## [What you have to do]
Give back all the records below, unaltered.

Records from a data collection:

*** Block opens ***

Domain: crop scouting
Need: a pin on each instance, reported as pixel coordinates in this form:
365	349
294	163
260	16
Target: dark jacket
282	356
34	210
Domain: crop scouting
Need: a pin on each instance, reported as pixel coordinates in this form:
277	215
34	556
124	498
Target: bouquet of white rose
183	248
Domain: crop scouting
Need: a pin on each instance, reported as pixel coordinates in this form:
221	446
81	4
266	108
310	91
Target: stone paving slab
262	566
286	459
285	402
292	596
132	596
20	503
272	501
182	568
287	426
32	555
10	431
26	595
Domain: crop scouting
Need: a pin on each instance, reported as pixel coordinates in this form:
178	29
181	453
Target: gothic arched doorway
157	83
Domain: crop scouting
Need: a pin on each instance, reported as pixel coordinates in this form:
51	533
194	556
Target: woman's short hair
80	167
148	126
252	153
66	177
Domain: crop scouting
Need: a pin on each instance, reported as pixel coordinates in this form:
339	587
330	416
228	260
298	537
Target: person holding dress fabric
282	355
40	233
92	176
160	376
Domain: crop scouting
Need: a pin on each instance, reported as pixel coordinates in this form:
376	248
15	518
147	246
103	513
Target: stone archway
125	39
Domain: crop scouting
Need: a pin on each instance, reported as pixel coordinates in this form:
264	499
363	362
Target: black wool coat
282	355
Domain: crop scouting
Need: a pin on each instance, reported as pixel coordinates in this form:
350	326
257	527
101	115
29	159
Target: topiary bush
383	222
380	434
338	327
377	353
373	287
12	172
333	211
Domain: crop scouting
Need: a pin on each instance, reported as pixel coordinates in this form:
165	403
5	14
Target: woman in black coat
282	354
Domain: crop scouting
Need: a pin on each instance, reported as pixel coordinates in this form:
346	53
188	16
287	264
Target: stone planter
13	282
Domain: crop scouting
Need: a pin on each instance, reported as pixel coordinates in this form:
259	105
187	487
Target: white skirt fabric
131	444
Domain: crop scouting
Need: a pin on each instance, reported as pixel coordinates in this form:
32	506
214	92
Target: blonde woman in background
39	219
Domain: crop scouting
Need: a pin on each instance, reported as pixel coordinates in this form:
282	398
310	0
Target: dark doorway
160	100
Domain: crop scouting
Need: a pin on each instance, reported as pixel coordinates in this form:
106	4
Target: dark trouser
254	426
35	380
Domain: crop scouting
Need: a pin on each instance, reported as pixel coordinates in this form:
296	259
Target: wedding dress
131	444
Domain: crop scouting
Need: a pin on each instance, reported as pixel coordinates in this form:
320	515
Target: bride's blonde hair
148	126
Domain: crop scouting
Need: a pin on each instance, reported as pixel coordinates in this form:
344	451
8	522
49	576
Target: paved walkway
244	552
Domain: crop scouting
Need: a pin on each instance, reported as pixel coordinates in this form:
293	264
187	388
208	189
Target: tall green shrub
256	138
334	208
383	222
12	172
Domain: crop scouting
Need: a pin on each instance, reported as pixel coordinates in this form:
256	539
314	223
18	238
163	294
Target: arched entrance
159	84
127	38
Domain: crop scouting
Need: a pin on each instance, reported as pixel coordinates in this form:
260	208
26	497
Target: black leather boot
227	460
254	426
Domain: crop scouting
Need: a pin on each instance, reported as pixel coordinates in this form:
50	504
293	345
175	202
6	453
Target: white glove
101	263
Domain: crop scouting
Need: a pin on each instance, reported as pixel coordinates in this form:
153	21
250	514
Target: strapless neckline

*** Block closes ***

## [Answer for the task]
Domain: crop scouting
Need: a pin on each instance, reported as pixel coordinates in this form:
365	349
294	163
260	16
Target: dark jacket
282	356
34	210
Domain: crop scouting
Need: a pin on each instance, reported as pixel coordinates in this form:
277	215
34	556
124	498
Target: bouquet of white rose
183	248
Domain: crop scouting
Need: a pin on each instance, reported as pixel coordinates in this form:
221	446
81	4
266	108
310	91
Target: stone paving slab
262	566
286	459
285	402
292	596
132	596
20	503
272	501
182	568
287	426
32	555
10	431
26	595
Domain: crop scouting
Need: a pin on each instance, reported as pixel coordinates in this form:
178	29
181	453
Target: gothic arched doorway
157	83
Domain: crop scouting
Need: a pin on each instance, reported as pixel coordinates in this form:
51	533
194	556
Target: woman's short hair
80	167
148	126
252	153
66	177
Domain: crop scouting
Need: a pin on each instance, reported as pixel coordinates in this form:
339	587
330	416
228	260
298	537
Target: person holding dress fabric
282	355
40	233
92	176
160	376
Domain: crop scouting
Need: a pin on each instance, reported as pixel coordinates in this form:
376	248
15	518
147	246
103	513
Target: stone archway
125	39
Domain: crop scouting
Need: a pin on each instance, reported as pixel coordinates in this form:
264	499
363	362
Target: black wool coat
282	355
Domain: crop scouting
Need: a pin on each instance, reported as pixel coordinates in this form:
350	326
257	527
101	115
29	159
Target: topiary bush
383	222
380	434
338	327
377	353
373	287
12	172
333	211
Domain: crop scouting
Need: a pin on each instance, reported as pixel coordinates in this form:
165	403
5	14
Target: woman in black coat
282	354
Domain: crop scouting
Need: a pin on each instance, reported as pixel coordinates in this form:
346	53
188	16
287	264
Target: stone planter
13	282
Domain: crop scouting
Need: a pin on each instance, reported as pixel coordinates in this form:
259	105
187	487
Target: white skirt fabric
131	444
Domain: crop scouting
Need: a pin on each instance, reported as pixel coordinates in this form:
32	506
214	92
Target: blonde woman in background
39	219
Domain: crop scouting
Need: a pin on each instance, reported as pixel coordinates in this form:
282	398
310	0
Target: dark doorway
160	100
Domain: crop scouting
Need: a pin on each instance, reported as pixel coordinates in this form:
106	4
Target: dark trouser
254	426
35	380
Domain: crop scouting
Need: a pin on each instance, reported as pixel coordinates in this form:
296	259
Target: wedding dress
131	444
Domain: crop scouting
Need: a pin on each instance, reported as pixel coordinates in this form:
320	515
Target: bride's blonde hair
148	126
Domain: crop scouting
Need: a pin on each instance, reported as pixel coordinates in this form:
344	451
8	522
49	576
Target: paved walkway
244	552
Domain: crop scouting
Need: a pin on each instance, reported as pixel coordinates in this form:
293	264
187	388
208	189
Target: tall green shrub
256	138
334	208
383	222
12	172
Domain: crop scouting
Need: a pin on each instance, reported as pixel coordinates in this form:
256	539
314	223
18	238
163	294
Target: arched entrance
159	84
127	38
Domain: crop scouting
Need: a pin on each instance, reported as pixel coordinates in this form:
260	208
26	497
Target: black leather boot
227	460
254	426
Domain: crop scouting
Need: a pin on each instance, reported as pixel coordinates in this form:
50	504
293	345
175	202
6	453
Target: white glove
101	263
Domain: crop scouting
Need: a pin on each instance, reported as pixel coordinates in this form:
153	21
250	514
Target: strapless neckline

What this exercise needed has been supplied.